Begin Material provided
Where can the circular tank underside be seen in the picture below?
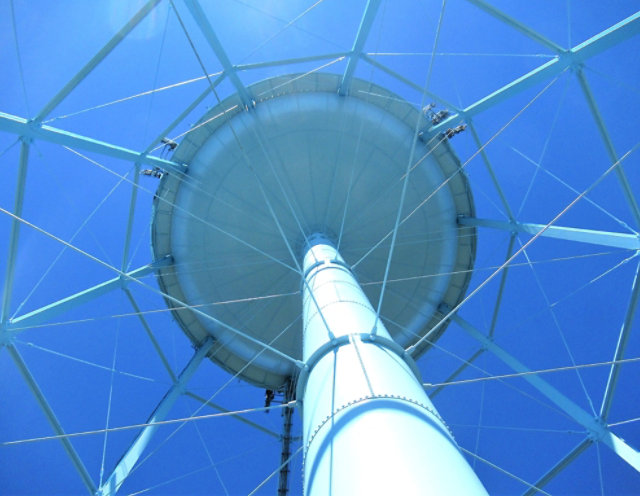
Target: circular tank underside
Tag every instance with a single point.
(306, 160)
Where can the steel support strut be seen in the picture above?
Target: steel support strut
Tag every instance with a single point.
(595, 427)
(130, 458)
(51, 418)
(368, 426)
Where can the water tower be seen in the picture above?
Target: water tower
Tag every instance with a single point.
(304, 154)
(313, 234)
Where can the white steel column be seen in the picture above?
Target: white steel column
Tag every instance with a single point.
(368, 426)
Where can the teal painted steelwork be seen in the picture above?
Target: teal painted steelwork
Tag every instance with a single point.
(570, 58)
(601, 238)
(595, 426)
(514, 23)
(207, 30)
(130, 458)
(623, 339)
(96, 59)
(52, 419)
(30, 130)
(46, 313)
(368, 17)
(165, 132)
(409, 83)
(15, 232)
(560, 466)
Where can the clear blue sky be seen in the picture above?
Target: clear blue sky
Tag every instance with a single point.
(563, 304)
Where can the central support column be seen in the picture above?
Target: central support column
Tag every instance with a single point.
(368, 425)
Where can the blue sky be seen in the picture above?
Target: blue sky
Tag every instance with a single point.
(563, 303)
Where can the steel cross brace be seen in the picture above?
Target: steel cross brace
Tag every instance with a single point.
End Material provided
- **Given instruction**
Reproduce all of the material above, substituting "Mark" for every "Tag" and leaving everything else unchanged. Omit the pictures.

- **Answer in full**
Where can the circular tank underside be seen in the picture below?
Target: circular tank underside
Mark every instance with a single point.
(306, 160)
Where can the steel support strut be seen in the picture above?
Target: steel support strut
Mark every instance with a single point.
(595, 427)
(130, 458)
(51, 418)
(368, 426)
Where can the water tower be seen in the picture above?
Target: water tower
Mark every instance with a single point.
(304, 154)
(313, 234)
Where can the white steel column be seen in the picture above?
Target: white steel column
Mark every instance with a single point.
(368, 426)
Where can the teal painted steelwork be seen in the picture above?
Target: teal painted steelwork
Mark every instance with a single point.
(570, 58)
(601, 238)
(595, 426)
(514, 23)
(207, 30)
(130, 458)
(623, 339)
(96, 59)
(52, 419)
(30, 130)
(46, 313)
(368, 17)
(165, 132)
(409, 83)
(15, 232)
(560, 466)
Where can the clear blue sky be seen in the picture above?
Target: clear blue sky
Mark every instance with a single point.
(563, 304)
Where can the central support column be seen in the picture above?
Target: central support column
Mark every instance with a single point.
(368, 425)
Where can the blue sky be seen in the picture above?
Target: blue sky
Mark every instance with a single point.
(563, 303)
Where can the steel cross brace be seen in the picture above?
Target: steel cross brace
Mark every instance with a single point.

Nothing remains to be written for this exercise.